Extracted information:
[start]
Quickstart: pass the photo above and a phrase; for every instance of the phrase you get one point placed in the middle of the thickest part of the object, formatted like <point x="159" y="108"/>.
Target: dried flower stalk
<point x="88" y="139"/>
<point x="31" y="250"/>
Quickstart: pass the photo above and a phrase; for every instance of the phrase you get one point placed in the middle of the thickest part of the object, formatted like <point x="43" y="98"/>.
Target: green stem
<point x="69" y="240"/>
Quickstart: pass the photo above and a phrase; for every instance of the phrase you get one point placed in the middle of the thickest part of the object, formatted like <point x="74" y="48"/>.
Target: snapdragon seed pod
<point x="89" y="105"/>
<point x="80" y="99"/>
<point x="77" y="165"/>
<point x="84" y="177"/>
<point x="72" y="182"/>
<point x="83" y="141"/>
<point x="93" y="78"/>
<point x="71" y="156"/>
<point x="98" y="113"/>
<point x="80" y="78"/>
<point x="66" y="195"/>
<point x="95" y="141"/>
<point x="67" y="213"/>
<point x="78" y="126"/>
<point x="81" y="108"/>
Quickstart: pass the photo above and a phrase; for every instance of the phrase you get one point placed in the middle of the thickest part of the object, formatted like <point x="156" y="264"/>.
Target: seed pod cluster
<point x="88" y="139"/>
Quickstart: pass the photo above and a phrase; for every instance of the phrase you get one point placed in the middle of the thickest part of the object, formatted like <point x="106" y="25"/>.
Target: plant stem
[end]
The task:
Copy all of the entries above word for word, without changing anything.

Written solution:
Quickstart: pass the photo above and a phrase; for every instance of the phrase you get one point placed in the middle of the thickest part of the object, formatted like <point x="159" y="108"/>.
Target: dried flower stalk
<point x="88" y="139"/>
<point x="31" y="250"/>
Quickstart: pass the photo above and a phrase; for every instance of the phrase you get one point placed in the middle of the thickest part of the object, formatted like <point x="43" y="98"/>.
Target: green stem
<point x="69" y="240"/>
Quickstart: pass the photo above and a phrase; for every instance of the phrase you get one point placed in the middle of the thickest part of the object, formatted like <point x="74" y="48"/>.
Target: snapdragon seed pod
<point x="89" y="105"/>
<point x="80" y="99"/>
<point x="77" y="165"/>
<point x="84" y="177"/>
<point x="72" y="182"/>
<point x="83" y="141"/>
<point x="93" y="78"/>
<point x="71" y="156"/>
<point x="98" y="113"/>
<point x="80" y="78"/>
<point x="66" y="195"/>
<point x="95" y="141"/>
<point x="67" y="213"/>
<point x="78" y="126"/>
<point x="81" y="108"/>
Quickstart: pass the photo above and a phrase; for every instance of the phrase you get one point placed in the middle of the thickest part of the object, formatted like <point x="156" y="264"/>.
Target: seed pod cluster
<point x="88" y="139"/>
Quickstart: pass the photo above and a phrase; for every instance of the phrase you get one point placed in the middle of the thickest part of the object, formatted like <point x="106" y="25"/>.
Target: plant stem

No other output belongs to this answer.